> **TASK REQUIREMENTS**
Repeat the entries that appear below, exactly as they are given.

> **Stored data**
* * *
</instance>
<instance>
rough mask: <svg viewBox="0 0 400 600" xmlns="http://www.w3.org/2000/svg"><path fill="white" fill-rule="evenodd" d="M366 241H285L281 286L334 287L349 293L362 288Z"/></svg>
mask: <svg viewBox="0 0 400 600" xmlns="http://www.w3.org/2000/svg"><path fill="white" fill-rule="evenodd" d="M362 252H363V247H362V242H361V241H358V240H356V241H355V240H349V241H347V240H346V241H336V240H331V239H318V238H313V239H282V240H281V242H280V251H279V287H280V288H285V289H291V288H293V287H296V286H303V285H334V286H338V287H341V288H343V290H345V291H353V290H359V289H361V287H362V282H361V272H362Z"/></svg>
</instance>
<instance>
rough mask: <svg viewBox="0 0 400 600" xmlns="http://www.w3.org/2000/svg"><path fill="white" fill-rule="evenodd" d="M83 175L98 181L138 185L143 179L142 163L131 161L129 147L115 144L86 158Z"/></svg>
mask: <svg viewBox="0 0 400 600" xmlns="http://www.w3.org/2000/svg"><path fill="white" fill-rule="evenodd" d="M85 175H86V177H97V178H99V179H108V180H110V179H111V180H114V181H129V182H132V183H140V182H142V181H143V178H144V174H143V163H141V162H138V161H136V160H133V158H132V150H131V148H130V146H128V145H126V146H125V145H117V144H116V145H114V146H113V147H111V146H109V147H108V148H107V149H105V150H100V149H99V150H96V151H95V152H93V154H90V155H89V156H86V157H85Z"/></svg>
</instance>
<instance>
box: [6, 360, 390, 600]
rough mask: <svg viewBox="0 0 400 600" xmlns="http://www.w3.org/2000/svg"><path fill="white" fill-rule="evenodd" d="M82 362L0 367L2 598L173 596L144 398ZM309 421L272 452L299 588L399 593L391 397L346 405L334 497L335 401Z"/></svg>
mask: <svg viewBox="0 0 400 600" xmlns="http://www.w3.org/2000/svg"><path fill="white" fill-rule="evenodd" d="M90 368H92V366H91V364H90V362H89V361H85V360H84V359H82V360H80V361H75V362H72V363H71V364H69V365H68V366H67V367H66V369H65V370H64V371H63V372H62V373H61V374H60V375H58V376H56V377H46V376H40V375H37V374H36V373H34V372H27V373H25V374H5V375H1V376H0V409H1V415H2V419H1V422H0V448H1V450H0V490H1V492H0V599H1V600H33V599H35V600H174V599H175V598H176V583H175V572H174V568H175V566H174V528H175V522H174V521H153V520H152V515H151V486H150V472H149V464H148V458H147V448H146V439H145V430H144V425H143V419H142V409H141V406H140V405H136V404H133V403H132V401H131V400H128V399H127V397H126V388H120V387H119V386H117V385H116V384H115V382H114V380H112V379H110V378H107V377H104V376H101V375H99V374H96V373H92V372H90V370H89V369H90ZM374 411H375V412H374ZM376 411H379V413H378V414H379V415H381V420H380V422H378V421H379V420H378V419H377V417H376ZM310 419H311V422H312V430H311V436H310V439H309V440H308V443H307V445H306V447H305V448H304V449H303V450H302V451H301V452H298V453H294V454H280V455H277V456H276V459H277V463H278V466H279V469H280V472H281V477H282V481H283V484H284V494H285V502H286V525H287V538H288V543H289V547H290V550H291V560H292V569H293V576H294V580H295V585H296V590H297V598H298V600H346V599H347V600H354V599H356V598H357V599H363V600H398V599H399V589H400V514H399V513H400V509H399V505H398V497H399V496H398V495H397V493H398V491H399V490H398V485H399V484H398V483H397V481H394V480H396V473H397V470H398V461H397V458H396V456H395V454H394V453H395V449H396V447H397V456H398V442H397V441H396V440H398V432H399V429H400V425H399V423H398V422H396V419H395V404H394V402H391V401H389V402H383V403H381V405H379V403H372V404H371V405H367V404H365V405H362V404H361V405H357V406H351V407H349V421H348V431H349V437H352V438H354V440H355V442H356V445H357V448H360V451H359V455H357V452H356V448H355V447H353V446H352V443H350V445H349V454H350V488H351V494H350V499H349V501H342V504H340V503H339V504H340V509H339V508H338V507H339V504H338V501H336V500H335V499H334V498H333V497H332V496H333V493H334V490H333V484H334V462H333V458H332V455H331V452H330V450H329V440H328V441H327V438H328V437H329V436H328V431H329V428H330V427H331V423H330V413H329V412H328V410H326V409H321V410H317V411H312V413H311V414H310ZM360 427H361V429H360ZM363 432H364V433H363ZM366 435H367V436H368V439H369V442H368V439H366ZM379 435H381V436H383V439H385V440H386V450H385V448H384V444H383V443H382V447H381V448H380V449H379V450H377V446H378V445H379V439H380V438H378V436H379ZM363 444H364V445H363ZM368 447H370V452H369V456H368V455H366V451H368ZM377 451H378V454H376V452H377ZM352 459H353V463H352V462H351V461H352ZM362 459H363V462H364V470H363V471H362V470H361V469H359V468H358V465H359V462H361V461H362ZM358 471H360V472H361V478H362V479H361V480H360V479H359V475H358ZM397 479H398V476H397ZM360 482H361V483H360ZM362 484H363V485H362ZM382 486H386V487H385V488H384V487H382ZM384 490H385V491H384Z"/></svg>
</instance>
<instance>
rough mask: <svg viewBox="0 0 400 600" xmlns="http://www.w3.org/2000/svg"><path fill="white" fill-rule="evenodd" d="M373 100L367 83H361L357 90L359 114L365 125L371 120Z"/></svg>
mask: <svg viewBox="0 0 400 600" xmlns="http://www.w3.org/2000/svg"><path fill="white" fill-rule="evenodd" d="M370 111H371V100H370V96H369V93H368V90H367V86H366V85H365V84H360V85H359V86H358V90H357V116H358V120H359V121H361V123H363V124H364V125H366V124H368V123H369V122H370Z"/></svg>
* * *
> **ANSWER TO THIS TASK**
</instance>
<instance>
rough mask: <svg viewBox="0 0 400 600" xmlns="http://www.w3.org/2000/svg"><path fill="white" fill-rule="evenodd" d="M366 241H285L281 286L334 287L349 293L362 288Z"/></svg>
mask: <svg viewBox="0 0 400 600" xmlns="http://www.w3.org/2000/svg"><path fill="white" fill-rule="evenodd" d="M362 252H363V247H362V242H361V241H358V240H356V241H355V240H349V241H347V240H346V241H336V240H331V239H318V238H313V239H282V240H281V242H280V251H279V287H280V288H285V289H291V288H293V287H296V286H303V285H334V286H338V287H341V288H343V290H345V291H353V290H359V289H361V287H362V282H361V272H362Z"/></svg>
</instance>
<instance>
rough mask: <svg viewBox="0 0 400 600" xmlns="http://www.w3.org/2000/svg"><path fill="white" fill-rule="evenodd" d="M83 175L98 181L138 185L143 179L142 163L131 161L129 147L115 144L86 158Z"/></svg>
mask: <svg viewBox="0 0 400 600" xmlns="http://www.w3.org/2000/svg"><path fill="white" fill-rule="evenodd" d="M85 175H86V177H97V178H99V179H108V180H110V179H111V180H114V181H129V182H132V183H140V182H142V181H143V178H144V174H143V163H141V162H138V161H136V160H133V158H132V150H131V148H130V146H128V145H126V146H125V145H117V144H116V145H114V146H113V147H111V146H109V147H108V148H107V149H105V150H100V149H99V150H96V151H95V152H93V154H90V155H89V156H86V157H85Z"/></svg>
</instance>
<instance>
box: [6, 360, 390, 600]
rough mask: <svg viewBox="0 0 400 600" xmlns="http://www.w3.org/2000/svg"><path fill="white" fill-rule="evenodd" d="M82 362L0 367L2 598L173 596L144 398ZM309 421L272 452L299 588L399 593L391 397L346 405L334 497L335 401Z"/></svg>
mask: <svg viewBox="0 0 400 600" xmlns="http://www.w3.org/2000/svg"><path fill="white" fill-rule="evenodd" d="M90 368H92V366H91V364H90V362H89V361H85V360H84V359H82V360H80V361H75V362H72V363H71V364H69V365H68V366H67V367H66V369H65V370H64V371H63V372H62V373H61V374H60V375H58V376H56V377H46V376H40V375H37V374H36V373H34V372H27V373H25V374H5V375H1V376H0V409H1V415H2V419H1V422H0V448H1V450H0V490H1V492H0V599H1V600H33V599H35V600H174V599H175V598H176V583H175V572H174V568H175V566H174V528H175V522H174V521H153V520H152V515H151V486H150V472H149V464H148V458H147V448H146V439H145V430H144V425H143V419H142V409H141V406H140V405H136V404H133V403H132V401H131V400H128V399H127V397H126V388H120V387H119V386H117V385H116V384H115V382H114V380H112V379H110V378H107V377H104V376H101V375H99V374H96V373H92V372H90V370H89V369H90ZM374 411H375V412H374ZM376 411H379V413H378V414H379V415H381V420H380V422H378V421H379V420H378V419H377V417H376ZM310 419H311V422H312V430H311V436H310V439H309V440H308V443H307V445H306V447H305V448H304V449H303V450H302V451H301V452H298V453H294V454H280V455H277V456H276V459H277V463H278V466H279V469H280V472H281V477H282V481H283V484H284V494H285V502H286V525H287V538H288V543H289V547H290V550H291V560H292V569H293V576H294V580H295V585H296V590H297V598H298V600H346V599H347V600H354V599H356V598H357V599H363V600H398V599H399V589H400V514H399V513H400V509H399V505H398V497H399V496H398V495H397V493H398V491H399V490H398V485H399V484H398V483H397V481H394V480H396V473H397V470H398V461H397V458H396V456H395V454H394V453H395V449H396V447H397V456H398V442H397V441H396V440H398V432H399V429H400V425H399V423H398V422H396V419H395V404H394V402H391V401H389V402H383V403H381V405H379V403H372V404H371V405H367V404H365V405H362V404H361V405H357V406H351V407H349V421H348V431H349V437H352V438H354V440H355V442H356V445H357V448H360V451H359V455H357V452H356V448H355V447H353V446H352V443H350V445H349V454H350V488H351V494H350V499H349V501H342V504H340V503H339V504H340V509H339V508H338V507H339V504H338V501H336V500H335V499H334V498H333V497H332V496H333V493H334V490H333V484H334V462H333V458H332V455H331V452H330V450H329V440H328V441H327V438H328V437H329V436H328V431H329V428H330V427H331V423H330V413H329V412H328V410H326V409H321V410H317V411H312V413H311V414H310ZM360 427H361V429H360ZM363 432H364V433H363ZM366 435H367V436H368V439H369V442H368V439H366ZM379 435H381V436H383V439H385V440H386V450H385V448H384V444H383V443H382V447H381V448H380V449H379V450H377V446H378V445H379V439H380V438H378V436H379ZM363 444H364V445H363ZM368 447H370V452H369V456H368V455H366V451H368ZM377 451H378V454H376V452H377ZM352 459H353V463H352V462H351V461H352ZM362 459H363V462H364V470H363V471H362V470H361V469H359V468H358V465H359V462H361V461H362ZM358 471H360V472H361V478H362V479H361V480H360V479H359V475H358ZM397 479H398V476H397ZM360 482H361V483H360ZM362 484H363V485H362ZM382 486H386V487H385V488H384V487H382ZM384 490H385V491H384Z"/></svg>
</instance>
<instance>
rough mask: <svg viewBox="0 0 400 600" xmlns="http://www.w3.org/2000/svg"><path fill="white" fill-rule="evenodd" d="M373 100L367 83H361L357 90L359 114L365 125L371 120Z"/></svg>
mask: <svg viewBox="0 0 400 600" xmlns="http://www.w3.org/2000/svg"><path fill="white" fill-rule="evenodd" d="M370 111H371V100H370V96H369V93H368V90H367V86H366V85H365V84H360V85H359V86H358V90H357V116H358V120H359V121H361V123H363V124H364V125H366V124H368V123H369V122H370Z"/></svg>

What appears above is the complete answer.